What to do
Every line in the data must be transcribed exactly.

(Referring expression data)
▬▬▬
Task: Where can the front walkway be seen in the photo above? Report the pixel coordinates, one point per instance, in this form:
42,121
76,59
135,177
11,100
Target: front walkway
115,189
▬▬▬
Result below
Task: Where can the front walkway be seen in the photo above? Report the pixel coordinates, one point per instance, in this form:
42,121
76,59
135,177
11,100
Target: front walkway
115,189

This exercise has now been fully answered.